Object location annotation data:
┄┄┄┄┄┄┄┄┄┄

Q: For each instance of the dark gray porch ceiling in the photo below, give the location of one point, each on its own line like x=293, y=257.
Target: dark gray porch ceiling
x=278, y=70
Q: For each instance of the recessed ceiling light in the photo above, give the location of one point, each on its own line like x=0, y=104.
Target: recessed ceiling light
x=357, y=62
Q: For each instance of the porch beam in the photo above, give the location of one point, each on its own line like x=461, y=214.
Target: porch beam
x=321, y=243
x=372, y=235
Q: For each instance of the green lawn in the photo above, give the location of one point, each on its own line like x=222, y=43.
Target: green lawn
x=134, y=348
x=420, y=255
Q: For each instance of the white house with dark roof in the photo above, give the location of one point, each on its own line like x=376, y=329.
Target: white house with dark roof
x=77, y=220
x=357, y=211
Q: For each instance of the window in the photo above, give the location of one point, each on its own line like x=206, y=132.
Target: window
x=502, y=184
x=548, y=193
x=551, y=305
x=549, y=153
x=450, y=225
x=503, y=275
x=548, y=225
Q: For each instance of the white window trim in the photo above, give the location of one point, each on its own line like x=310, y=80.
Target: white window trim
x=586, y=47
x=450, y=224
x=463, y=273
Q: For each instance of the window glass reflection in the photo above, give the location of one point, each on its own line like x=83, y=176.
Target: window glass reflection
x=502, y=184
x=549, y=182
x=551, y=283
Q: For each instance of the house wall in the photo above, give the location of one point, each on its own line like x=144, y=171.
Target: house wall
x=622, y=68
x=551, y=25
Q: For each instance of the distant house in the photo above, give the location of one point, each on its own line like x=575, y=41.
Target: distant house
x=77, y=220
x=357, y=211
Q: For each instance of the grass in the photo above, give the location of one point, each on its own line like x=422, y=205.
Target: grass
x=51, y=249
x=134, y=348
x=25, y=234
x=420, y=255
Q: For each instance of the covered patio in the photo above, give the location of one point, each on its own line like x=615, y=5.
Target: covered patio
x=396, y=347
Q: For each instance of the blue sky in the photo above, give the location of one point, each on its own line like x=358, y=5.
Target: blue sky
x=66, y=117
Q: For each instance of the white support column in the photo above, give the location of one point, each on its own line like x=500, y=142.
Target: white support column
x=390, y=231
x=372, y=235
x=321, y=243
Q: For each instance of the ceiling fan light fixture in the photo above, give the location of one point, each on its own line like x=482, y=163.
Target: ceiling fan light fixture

┄┄┄┄┄┄┄┄┄┄

Written task. Reproduce, word for word, every line starting at the line that contains "Q: For each instance of the window in" and ending with the final line of the entries.

Task answer.
Q: For each instance of the window in the photo above, give the location of one point, each on its own line like x=206, y=132.
Target: window
x=502, y=184
x=548, y=193
x=551, y=305
x=549, y=153
x=450, y=225
x=503, y=275
x=548, y=225
Q: For each instance of the white window trim in the photo above, give the location of one point, each on its own line like x=310, y=80.
Target: white window trim
x=586, y=47
x=450, y=224
x=463, y=273
Q: For each instance of the window glass reflection in the photo above, give the location of one point, each on its own line like x=83, y=176.
Target: window glass reflection
x=502, y=184
x=549, y=182
x=551, y=283
Q: For each instance of the house wall in the photo above, give the location of one point, each on its own line like x=144, y=171.
Target: house wall
x=622, y=68
x=551, y=25
Q: For each instance of the distant house in the photo above, give the location of one point, each on its own line like x=575, y=41.
Target: distant house
x=77, y=220
x=357, y=211
Q: For each instance of the grass in the photo above, give the location of one point, each on its own line like x=422, y=205.
Target: grass
x=51, y=249
x=134, y=348
x=25, y=234
x=420, y=255
Q: For each instance of the covered patio in the photo above, give the location of one point, each on its own line like x=615, y=5.
Target: covered patio
x=396, y=347
Q: For each instance of the blue sky in the photo above, give the location of one point, each on its own line like x=358, y=5.
Target: blue sky
x=66, y=117
Q: For each instance of the white support column in the photo above, give the location of one point, each on its own line like x=500, y=142.
Target: white support column
x=390, y=231
x=372, y=235
x=321, y=243
Q: For each instance of the ceiling fan light fixture in the photo above, give the location of one point, each on its own line like x=482, y=163.
Target: ceiling fan light fixture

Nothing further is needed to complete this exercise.